Wal-Mart was barred from these big blue cities because a coalition of unions, liberals, and environmentalists, including a large slice of those elected officials representing African American and Latino communities, said no. More recently, though, Wal-Mart has been banging on these doors again -- this time around, marketing itself as an environmentally sensitive, job-providing panacea for urban America. While doing nothing to alter its exploitative labor practices, Wal-Mart has worked hard to woo an incongruous collection of liberal constituencies, including enviros, building-trade unions, and inner-city pols. They’ve gained a limited entry -- one store here, another there -- to some cities they couldn’t crack half a decade ago. Whether they can gain more -- flooding into the cities and bringing down the wages of hundreds of thousands of unionized urban grocery workers in the process -- remains to be seen.
Throughout much of the last decade, liberals were able to blunt Wal-Mart’s drive into urban America. Southern California was ground zero in this fight. In 2002, Wal-Mart announced that it wanted to build at least 40 Supercenters in the state, many in Los Angeles and other consumer -- rich coastal regions. Management at such old-line supermarkets as Safeway and Kroger were so fearful of this Wal-Mart invasion that in late 2003, they proposed slashing wages and benefits to meet the new competitive standard set by Wal-Mart if and when the giant retailer built its stores -- precipitating a four-month strike by the United Food and Commercial Workers (UFCW). The strike ended in a decisive defeat for the union’s 70,000 Southern California grocery workers. The chains forced the UFCW to accept a new contract that reduced pensions, capped health-insurance payouts, and instituted a two-tier wage structure that made it almost impossible for new hires to earn a decent wage.
Meanwhile, Wal-Mart barreled ahead with its expansion plans. In Inglewood, a declining African American and Latino city enfolded within Los Angeles, Wal-Mart found the City Council unreceptive. The company then organized and funded a local group called Citizens Committee to Welcome Wal-Mart to Inglewood, which quickly gathered enough signatures to require the city to put on the ballot Wal-Mart’s own 71-page planning document. Voters were asked to approve Wal-Mart’s stores as designed, without possibility of a public hearing or city review.

+++

▶ Problem to solve
List every change that the new UFCW contract brought, as the excerpt about Wal-Mart describes them. The records that come after this excerpt are separate material.

▶ Information shown
+++

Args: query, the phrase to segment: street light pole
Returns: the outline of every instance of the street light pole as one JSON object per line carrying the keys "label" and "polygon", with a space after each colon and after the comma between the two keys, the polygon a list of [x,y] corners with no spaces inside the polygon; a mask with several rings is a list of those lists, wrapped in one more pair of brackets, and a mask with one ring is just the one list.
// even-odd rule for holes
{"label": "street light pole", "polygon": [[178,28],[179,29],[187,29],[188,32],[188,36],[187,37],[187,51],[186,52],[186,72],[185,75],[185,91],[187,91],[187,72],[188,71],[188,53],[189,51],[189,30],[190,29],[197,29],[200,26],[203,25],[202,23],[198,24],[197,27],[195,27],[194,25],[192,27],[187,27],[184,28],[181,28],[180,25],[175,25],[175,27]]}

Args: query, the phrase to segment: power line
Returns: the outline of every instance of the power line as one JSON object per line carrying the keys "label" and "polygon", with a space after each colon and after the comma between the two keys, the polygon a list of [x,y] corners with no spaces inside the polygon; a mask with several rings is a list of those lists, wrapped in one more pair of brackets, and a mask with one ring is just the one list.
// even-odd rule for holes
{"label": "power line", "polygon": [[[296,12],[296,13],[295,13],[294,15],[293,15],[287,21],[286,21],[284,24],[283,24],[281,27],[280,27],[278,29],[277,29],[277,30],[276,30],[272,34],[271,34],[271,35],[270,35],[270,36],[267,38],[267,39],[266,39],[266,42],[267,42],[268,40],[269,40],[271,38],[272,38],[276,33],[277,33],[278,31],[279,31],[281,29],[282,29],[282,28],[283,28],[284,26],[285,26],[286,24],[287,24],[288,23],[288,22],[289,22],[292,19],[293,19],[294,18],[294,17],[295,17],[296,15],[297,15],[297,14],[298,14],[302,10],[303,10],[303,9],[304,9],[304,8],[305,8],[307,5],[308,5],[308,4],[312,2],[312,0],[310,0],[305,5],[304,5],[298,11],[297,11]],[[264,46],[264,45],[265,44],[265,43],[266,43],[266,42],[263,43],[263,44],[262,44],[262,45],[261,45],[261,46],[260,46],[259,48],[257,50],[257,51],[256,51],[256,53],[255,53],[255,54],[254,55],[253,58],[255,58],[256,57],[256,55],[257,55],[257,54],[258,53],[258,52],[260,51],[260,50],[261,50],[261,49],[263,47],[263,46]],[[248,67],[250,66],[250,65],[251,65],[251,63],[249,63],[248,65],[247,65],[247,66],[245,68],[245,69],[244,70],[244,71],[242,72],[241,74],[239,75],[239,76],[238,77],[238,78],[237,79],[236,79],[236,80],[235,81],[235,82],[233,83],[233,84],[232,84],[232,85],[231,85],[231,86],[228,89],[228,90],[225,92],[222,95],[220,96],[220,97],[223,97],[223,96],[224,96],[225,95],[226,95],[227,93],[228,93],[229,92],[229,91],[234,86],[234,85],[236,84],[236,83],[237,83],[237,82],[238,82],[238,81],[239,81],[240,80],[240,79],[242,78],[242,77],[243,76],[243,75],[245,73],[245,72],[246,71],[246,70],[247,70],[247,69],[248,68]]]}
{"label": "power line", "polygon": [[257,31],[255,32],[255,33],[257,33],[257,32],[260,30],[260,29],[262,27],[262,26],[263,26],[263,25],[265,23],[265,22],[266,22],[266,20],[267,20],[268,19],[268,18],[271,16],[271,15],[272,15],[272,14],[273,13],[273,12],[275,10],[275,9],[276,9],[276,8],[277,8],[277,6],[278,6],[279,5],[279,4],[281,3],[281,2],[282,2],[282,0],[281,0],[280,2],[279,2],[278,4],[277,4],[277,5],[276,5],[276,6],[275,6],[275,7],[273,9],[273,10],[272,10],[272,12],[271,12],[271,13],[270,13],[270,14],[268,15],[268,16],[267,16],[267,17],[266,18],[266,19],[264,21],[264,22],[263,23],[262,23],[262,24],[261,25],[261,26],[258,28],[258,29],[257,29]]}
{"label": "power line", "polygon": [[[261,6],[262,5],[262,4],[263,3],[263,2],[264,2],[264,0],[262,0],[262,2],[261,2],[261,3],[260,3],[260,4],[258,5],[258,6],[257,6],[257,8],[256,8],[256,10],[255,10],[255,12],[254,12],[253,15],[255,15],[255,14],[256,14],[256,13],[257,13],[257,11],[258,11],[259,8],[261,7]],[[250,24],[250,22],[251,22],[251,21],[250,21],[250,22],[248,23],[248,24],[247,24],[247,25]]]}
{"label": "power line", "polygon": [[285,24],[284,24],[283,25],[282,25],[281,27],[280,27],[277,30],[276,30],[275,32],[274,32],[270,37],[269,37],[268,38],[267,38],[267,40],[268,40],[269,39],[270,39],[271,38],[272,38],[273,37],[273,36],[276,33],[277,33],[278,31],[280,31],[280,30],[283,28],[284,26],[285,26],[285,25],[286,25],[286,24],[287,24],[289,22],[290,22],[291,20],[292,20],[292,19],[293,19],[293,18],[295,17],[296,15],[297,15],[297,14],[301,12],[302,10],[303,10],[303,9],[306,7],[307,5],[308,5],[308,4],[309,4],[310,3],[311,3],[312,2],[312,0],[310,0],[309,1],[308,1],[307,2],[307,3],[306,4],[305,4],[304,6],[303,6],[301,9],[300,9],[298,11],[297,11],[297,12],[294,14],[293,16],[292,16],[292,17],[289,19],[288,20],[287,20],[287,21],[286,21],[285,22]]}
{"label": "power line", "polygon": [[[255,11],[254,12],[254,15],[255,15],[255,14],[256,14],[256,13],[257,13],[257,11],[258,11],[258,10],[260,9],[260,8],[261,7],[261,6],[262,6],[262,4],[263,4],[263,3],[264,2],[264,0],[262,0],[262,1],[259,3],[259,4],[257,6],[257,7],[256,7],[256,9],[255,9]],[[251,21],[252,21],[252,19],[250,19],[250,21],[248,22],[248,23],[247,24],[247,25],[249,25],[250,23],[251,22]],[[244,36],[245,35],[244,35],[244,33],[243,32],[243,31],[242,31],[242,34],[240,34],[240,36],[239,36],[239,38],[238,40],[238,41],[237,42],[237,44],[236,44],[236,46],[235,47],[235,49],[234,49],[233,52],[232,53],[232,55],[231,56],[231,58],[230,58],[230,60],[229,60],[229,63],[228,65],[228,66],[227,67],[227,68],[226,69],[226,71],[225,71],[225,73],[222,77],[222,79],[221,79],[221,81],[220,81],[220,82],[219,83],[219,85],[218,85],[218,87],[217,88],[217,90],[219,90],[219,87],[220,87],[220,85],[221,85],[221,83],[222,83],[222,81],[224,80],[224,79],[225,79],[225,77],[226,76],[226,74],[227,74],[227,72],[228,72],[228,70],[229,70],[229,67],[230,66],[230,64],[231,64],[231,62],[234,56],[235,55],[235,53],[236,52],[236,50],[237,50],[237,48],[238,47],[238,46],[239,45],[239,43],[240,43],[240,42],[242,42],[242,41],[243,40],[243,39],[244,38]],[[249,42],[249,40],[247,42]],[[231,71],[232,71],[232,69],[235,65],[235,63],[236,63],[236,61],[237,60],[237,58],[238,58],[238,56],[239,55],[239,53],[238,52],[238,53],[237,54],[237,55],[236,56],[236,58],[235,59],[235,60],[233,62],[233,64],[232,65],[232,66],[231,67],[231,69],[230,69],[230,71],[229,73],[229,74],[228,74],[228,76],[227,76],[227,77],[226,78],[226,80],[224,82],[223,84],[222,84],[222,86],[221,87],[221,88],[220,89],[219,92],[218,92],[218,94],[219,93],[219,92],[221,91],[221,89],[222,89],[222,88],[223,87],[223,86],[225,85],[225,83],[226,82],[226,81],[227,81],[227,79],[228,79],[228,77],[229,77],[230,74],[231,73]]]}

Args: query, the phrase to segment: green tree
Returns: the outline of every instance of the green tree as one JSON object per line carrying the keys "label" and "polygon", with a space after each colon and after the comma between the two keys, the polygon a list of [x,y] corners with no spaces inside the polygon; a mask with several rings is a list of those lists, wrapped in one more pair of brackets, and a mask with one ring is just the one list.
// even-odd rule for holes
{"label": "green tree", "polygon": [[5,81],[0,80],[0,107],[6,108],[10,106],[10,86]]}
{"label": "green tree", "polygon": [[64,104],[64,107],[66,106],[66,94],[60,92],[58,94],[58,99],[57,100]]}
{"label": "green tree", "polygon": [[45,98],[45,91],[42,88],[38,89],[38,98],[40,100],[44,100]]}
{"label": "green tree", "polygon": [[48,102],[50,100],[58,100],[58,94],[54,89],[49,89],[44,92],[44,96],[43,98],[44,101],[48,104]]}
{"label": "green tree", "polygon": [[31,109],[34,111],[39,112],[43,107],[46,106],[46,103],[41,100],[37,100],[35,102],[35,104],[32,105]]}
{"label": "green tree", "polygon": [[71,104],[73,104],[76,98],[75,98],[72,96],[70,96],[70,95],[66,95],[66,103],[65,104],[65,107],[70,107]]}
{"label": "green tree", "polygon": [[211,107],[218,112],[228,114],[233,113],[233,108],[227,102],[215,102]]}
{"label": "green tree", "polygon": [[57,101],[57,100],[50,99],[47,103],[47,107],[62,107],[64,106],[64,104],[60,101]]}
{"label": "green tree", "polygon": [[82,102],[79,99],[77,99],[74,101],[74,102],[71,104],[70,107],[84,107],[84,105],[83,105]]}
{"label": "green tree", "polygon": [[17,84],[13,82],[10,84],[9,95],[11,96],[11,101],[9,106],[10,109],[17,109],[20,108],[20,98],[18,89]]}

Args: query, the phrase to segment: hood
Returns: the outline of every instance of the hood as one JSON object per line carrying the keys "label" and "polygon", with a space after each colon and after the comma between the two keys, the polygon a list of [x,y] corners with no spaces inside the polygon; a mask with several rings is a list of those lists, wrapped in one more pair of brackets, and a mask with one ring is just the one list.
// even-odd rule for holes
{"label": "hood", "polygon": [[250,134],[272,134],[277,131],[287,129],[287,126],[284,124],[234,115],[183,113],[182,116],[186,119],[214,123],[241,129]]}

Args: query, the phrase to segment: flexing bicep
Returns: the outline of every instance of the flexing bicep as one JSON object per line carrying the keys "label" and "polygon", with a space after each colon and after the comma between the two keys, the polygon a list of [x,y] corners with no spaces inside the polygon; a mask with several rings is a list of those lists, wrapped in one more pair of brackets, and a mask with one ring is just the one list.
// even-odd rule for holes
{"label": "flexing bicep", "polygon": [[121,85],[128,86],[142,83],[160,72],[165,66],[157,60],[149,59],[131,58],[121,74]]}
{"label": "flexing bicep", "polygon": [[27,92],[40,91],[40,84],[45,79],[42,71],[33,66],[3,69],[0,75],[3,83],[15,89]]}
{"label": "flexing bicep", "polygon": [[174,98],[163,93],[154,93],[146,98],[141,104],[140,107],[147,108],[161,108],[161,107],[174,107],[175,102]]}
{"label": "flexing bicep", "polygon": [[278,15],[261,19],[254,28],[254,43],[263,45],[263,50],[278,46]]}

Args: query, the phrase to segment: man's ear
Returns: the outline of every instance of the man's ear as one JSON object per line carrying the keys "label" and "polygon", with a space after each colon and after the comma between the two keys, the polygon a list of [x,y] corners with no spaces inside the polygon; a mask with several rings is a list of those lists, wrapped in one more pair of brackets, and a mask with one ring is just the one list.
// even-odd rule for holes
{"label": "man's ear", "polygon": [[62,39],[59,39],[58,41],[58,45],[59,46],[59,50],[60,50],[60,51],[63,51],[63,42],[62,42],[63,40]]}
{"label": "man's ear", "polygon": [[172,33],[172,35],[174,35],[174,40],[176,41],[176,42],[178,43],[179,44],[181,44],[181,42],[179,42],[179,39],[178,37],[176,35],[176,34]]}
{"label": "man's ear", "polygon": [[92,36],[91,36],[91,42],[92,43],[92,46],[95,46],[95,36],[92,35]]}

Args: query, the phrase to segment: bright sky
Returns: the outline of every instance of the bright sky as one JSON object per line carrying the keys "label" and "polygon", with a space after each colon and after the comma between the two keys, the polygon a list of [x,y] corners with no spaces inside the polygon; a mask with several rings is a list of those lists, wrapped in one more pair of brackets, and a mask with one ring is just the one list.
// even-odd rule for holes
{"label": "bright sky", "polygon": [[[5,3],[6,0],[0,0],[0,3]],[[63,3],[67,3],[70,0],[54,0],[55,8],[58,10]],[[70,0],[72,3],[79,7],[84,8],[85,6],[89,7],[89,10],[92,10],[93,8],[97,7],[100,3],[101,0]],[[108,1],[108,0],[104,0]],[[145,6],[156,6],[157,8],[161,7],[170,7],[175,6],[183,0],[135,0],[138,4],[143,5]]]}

+++

▶ Result for this exercise
- Reduced pensions
- Capped health-insurance payouts
- Instituted a two-tier wage structure that made it almost impossible for new hires to earn a decent wage